Schriftliche Aufgabe 1
Welche beiden Themen standen laut dem Interviewauszug im Corona-Jahr im Vordergrund?
Schriftliche Aufgabe 2
Übertragen Sie den Satz „Wir brauchten neben den Direktbetroffenen noch eine andere Geschichte mit anderen Menschen.“ aus dem Interviewauszug ins Englische.

Seitentext
▼▼▼

Braschler: Wenn Branson hinsteht und sagt, dass wir etwas machen müssen, hat es halt einen Effekt. Jeder kennt ihn. Und er hat Einfluss.
Fischer: Wir brauchten neben den Direktbetroffenen noch eine andere Geschichte mit anderen Menschen. Sie erreichen ein anderes Publikum. Das Vanity-Fair-Publikum beispielsweise, das sich über andere Dinge definiert.

Im Corona-Jahr standen Gesundheit und die Wirtschaft im Vordergrund und das Thema Klimawandel in den Hintergrund gedrängt. War es auch deshalb ein verlorenes Jahr?

▲▲▲

Angezeigte Einträge
▼▼▼

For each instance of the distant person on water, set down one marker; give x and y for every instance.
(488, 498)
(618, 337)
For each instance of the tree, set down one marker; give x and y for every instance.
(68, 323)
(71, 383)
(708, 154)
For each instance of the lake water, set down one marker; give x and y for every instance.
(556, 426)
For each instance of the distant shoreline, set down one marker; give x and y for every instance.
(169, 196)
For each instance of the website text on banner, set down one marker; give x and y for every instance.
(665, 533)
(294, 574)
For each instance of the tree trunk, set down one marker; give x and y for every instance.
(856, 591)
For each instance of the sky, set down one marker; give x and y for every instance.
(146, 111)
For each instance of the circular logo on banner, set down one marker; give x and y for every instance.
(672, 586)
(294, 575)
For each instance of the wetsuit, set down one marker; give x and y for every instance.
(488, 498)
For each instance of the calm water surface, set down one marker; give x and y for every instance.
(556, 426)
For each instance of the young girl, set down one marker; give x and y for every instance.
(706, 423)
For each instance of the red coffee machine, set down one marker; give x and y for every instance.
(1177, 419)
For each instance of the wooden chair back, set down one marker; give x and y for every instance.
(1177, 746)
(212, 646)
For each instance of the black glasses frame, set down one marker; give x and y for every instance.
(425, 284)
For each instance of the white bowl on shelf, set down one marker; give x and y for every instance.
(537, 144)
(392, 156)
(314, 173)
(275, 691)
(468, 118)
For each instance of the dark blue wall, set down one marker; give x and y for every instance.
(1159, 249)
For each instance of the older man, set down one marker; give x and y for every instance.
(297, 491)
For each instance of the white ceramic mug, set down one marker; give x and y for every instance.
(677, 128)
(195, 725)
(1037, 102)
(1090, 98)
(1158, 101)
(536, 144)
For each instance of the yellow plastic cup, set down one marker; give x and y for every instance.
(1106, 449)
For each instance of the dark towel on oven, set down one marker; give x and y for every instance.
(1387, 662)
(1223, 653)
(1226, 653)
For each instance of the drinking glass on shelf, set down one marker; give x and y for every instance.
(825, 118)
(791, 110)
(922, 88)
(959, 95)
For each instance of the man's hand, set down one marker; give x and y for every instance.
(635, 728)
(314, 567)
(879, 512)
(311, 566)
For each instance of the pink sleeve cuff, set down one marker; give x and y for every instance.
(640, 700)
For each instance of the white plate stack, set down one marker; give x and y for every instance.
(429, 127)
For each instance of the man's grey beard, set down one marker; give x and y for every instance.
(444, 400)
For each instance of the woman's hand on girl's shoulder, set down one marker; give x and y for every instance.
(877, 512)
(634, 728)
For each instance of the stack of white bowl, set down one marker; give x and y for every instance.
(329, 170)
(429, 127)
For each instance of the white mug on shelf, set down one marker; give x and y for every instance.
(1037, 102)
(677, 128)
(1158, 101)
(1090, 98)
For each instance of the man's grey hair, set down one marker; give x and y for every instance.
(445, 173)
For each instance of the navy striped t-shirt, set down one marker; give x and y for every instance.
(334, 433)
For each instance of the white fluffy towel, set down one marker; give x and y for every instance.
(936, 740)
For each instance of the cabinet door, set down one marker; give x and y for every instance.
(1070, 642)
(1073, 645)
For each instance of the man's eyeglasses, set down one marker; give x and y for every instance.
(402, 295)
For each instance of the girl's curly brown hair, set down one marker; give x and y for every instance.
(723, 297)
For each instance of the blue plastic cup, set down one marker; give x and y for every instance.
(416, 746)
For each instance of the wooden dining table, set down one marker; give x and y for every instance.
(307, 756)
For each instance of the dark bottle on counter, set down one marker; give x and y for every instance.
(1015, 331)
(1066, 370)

▲▲▲

Ergebnis der Übung 1
Gesundheit und die Wirtschaft.

Ergebnis der Übung 2
Besides those directly affected, we needed another story with other people.